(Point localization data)
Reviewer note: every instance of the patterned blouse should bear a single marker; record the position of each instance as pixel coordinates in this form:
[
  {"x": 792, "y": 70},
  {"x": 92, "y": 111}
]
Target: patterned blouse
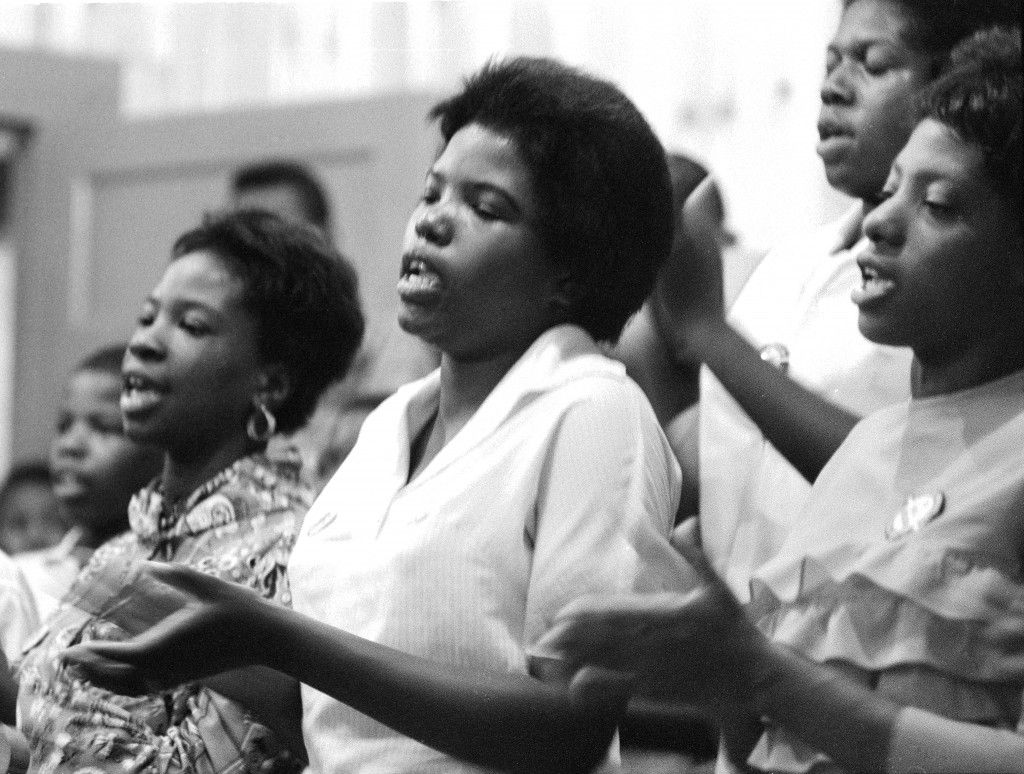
[{"x": 241, "y": 525}]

### WORK REQUEST
All of the data should come back exactly as written, but without pictures.

### FINAL ANSWER
Reviewer note: every instance of the patterned blouse should bear a single marker; record the position of each instance as pixel coordinates in this form:
[
  {"x": 792, "y": 70},
  {"x": 92, "y": 111}
]
Target: patterned blouse
[{"x": 241, "y": 525}]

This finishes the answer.